Exercise requirements
Copy word for word the rows below, from the line containing "Can you spot the closet" through the line containing "x=76, y=375".

Supplied material
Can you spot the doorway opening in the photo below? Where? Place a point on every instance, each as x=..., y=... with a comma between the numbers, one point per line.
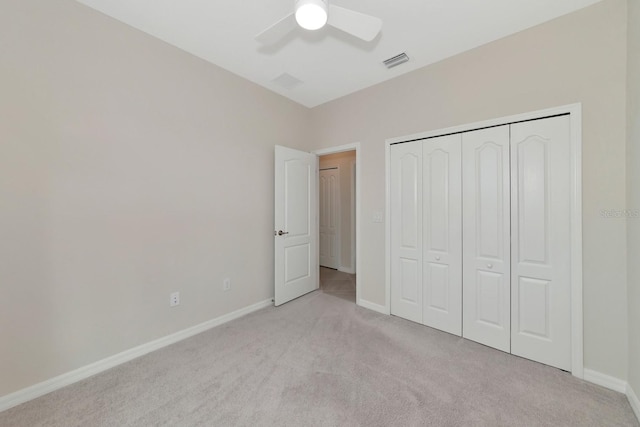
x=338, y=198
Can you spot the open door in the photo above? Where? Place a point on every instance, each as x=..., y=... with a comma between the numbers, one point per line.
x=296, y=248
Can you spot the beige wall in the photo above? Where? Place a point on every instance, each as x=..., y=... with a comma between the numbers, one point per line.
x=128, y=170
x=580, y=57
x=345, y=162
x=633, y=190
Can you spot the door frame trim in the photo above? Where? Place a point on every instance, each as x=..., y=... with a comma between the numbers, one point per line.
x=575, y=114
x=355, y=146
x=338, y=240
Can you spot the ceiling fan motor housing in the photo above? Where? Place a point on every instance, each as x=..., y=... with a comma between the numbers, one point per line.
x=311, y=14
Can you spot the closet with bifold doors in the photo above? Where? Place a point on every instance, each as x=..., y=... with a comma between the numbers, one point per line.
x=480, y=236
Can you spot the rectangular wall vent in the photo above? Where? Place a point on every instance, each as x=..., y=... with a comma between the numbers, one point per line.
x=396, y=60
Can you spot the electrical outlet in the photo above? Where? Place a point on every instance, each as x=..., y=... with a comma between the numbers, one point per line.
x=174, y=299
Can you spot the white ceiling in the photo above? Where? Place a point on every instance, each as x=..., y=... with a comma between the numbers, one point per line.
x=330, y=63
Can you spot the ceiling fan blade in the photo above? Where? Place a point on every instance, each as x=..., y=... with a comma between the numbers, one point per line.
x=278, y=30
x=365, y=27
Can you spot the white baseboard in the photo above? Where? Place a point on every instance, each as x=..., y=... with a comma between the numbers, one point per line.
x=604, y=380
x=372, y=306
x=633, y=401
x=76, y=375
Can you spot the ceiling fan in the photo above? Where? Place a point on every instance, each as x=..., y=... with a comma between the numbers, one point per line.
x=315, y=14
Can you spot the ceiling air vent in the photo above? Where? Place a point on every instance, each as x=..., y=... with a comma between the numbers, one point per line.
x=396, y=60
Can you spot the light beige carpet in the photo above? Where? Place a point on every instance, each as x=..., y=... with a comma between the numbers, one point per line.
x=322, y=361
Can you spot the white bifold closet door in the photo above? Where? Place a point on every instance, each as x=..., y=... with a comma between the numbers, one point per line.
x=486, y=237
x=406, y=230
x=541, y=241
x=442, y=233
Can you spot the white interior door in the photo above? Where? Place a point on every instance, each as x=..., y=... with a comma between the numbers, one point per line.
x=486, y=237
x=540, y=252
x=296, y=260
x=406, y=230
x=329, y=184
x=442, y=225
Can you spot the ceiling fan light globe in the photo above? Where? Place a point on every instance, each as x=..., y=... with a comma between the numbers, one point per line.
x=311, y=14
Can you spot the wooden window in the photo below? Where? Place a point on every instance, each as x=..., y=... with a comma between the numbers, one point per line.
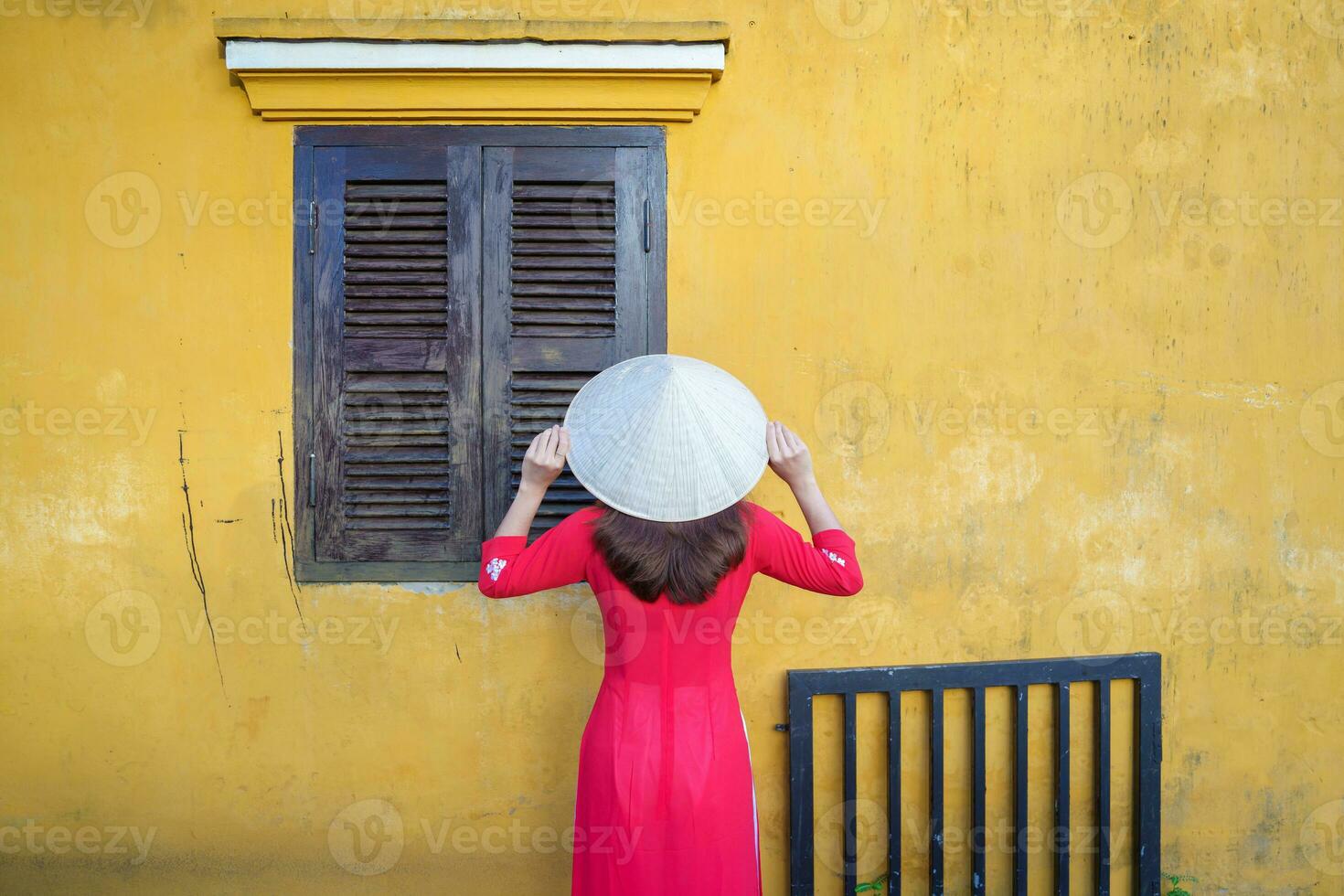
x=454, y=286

--

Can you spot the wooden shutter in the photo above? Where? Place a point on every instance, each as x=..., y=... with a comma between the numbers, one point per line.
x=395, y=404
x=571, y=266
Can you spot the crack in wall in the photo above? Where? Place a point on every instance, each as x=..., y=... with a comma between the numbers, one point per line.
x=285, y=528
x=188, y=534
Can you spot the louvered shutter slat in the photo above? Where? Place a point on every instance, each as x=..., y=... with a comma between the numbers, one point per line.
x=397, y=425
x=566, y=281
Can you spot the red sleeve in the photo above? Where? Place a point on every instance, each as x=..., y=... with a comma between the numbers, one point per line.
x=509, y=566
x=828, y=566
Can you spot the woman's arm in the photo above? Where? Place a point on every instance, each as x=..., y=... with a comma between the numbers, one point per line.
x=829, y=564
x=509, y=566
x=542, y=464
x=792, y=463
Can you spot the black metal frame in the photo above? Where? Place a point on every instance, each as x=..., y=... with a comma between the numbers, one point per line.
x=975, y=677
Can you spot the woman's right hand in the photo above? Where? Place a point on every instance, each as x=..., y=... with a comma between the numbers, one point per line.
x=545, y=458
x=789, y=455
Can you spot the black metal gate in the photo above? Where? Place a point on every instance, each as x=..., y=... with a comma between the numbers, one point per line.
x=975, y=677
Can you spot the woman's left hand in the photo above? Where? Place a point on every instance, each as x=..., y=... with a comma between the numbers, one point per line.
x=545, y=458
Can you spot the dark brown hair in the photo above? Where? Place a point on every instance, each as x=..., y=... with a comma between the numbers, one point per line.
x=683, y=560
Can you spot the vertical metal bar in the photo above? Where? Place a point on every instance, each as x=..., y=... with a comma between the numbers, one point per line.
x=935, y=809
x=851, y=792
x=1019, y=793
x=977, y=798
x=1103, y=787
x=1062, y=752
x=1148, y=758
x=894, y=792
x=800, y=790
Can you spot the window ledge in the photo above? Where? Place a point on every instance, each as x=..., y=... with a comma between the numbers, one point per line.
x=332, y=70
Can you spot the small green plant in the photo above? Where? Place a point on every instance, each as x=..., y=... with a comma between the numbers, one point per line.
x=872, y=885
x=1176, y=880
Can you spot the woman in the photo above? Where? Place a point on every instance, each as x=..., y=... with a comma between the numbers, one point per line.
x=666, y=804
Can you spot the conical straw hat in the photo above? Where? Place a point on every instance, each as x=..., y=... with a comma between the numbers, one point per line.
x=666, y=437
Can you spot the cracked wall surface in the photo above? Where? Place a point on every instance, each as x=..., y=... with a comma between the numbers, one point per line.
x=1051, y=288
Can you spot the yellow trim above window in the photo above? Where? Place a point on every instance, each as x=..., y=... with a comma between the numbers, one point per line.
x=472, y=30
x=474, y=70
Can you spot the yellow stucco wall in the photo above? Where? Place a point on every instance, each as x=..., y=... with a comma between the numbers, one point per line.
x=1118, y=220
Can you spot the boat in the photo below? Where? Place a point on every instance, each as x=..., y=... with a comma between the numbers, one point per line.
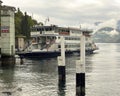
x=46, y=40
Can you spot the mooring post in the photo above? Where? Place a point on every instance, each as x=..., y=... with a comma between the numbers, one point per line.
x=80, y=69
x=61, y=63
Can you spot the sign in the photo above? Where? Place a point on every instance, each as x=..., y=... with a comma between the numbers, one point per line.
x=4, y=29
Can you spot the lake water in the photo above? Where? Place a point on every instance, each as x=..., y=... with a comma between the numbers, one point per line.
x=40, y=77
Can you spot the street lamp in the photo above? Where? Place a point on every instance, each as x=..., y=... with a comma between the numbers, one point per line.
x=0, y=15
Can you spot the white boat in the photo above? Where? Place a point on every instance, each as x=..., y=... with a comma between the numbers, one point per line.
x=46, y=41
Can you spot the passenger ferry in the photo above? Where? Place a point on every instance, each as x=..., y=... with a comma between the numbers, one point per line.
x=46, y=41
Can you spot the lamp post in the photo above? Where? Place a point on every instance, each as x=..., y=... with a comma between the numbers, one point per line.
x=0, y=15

...

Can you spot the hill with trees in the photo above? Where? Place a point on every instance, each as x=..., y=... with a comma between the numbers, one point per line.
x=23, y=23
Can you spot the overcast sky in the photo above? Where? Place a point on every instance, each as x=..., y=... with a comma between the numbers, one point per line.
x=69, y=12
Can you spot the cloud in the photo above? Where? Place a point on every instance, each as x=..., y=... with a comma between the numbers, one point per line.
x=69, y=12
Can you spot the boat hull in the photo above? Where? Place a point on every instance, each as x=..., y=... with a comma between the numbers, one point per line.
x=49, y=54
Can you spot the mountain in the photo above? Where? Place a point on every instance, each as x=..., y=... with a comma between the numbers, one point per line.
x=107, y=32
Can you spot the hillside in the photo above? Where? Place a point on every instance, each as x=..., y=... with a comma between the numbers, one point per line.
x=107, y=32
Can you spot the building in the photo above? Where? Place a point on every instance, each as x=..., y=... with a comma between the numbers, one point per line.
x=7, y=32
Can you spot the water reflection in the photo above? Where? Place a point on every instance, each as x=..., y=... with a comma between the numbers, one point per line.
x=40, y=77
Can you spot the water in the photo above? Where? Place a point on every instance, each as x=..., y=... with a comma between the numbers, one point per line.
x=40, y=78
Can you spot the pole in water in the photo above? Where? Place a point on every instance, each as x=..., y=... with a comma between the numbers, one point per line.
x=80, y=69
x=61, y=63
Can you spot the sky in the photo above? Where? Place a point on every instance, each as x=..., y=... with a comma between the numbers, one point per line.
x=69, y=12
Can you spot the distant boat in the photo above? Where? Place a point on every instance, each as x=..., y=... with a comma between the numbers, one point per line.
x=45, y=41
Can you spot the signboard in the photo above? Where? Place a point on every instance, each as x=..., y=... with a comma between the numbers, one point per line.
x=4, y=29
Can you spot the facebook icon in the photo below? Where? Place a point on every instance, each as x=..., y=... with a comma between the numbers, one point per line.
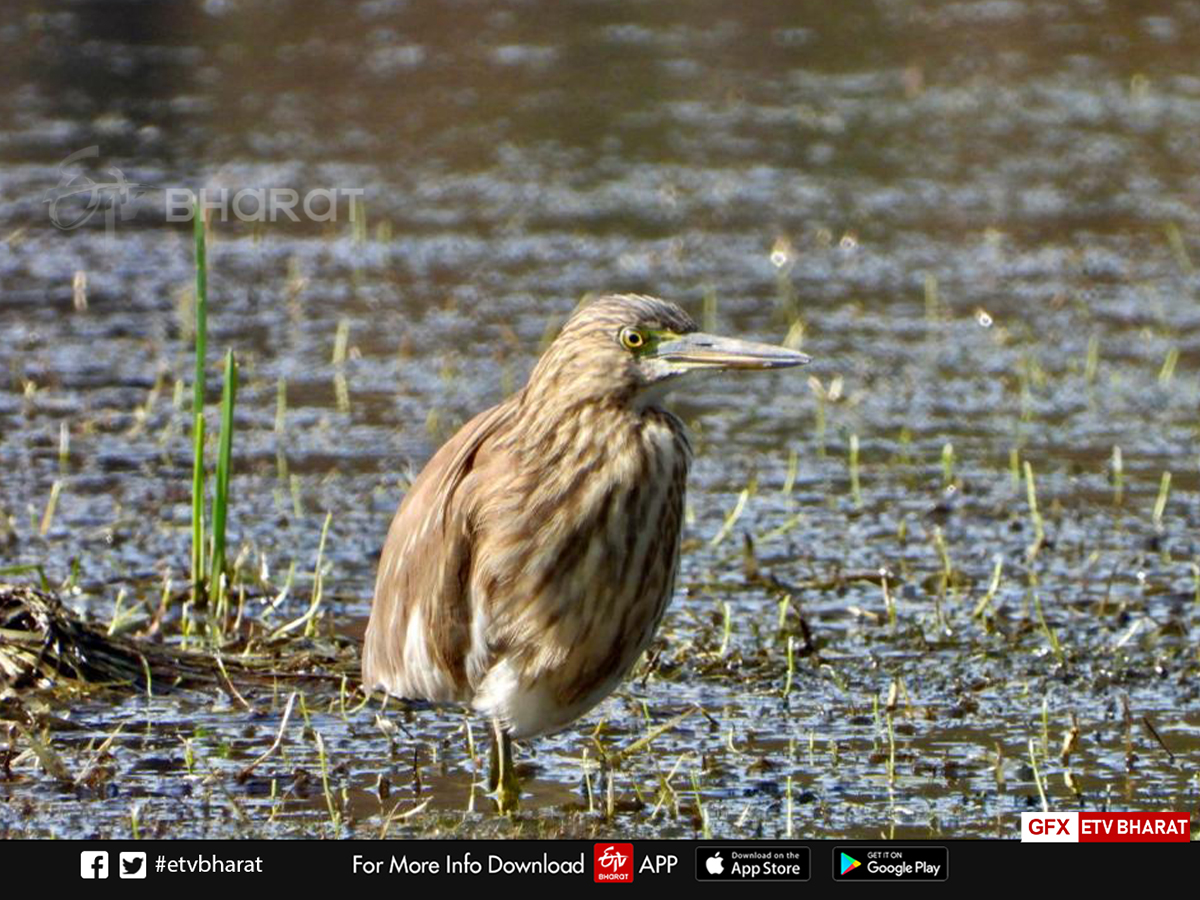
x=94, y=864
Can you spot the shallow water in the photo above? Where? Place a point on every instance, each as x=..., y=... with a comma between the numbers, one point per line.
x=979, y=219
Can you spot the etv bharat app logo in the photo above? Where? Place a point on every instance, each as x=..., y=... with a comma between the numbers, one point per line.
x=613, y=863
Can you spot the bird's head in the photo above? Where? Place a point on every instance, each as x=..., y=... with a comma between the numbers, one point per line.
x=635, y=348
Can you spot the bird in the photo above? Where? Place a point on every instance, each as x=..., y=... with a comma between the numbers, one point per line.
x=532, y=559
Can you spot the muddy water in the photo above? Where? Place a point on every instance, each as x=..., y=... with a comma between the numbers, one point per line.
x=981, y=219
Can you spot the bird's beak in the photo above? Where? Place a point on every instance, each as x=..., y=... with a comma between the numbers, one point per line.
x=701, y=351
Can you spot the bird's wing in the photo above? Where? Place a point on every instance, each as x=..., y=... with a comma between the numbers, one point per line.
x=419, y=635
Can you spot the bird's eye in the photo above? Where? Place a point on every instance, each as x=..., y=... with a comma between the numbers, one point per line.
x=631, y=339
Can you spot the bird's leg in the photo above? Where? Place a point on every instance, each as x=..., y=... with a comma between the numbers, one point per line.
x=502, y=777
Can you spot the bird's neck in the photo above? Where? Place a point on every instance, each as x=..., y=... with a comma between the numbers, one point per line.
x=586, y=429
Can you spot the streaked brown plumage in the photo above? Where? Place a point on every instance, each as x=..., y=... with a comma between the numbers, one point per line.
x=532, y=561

Result for this exercise
Can you spot the closet with bifold doors in the photo above? Where? Place a point on every instance, each as x=..., y=... with a comma between the numbers, one point per line.
x=480, y=236
Can you spot the rectangular wall vent in the photo above? Where? Place a point on every instance, each as x=..., y=... with a comma between the numbers, one point per line.
x=396, y=60
Can you spot the electrical outlet in the photo above? Where? Place a point on every instance, each as x=..., y=... with a comma between the numbers, one point per line.
x=174, y=299
Can you spot the white ceiling in the photo above? Where? Place a point on every instance, each as x=..., y=... with a comma between the numbers, one point per line.
x=330, y=63
Can you spot the ceiling fan blade in the photo above? Where? Place a point on every instance, each as x=..., y=... with a comma between the numbers, one point per line.
x=278, y=30
x=365, y=27
Can you spot the white baseboard in the photo above? Where? Place a point on every instance, each as x=..., y=... with a comma between the numbers, one point per line.
x=604, y=380
x=372, y=306
x=633, y=401
x=76, y=375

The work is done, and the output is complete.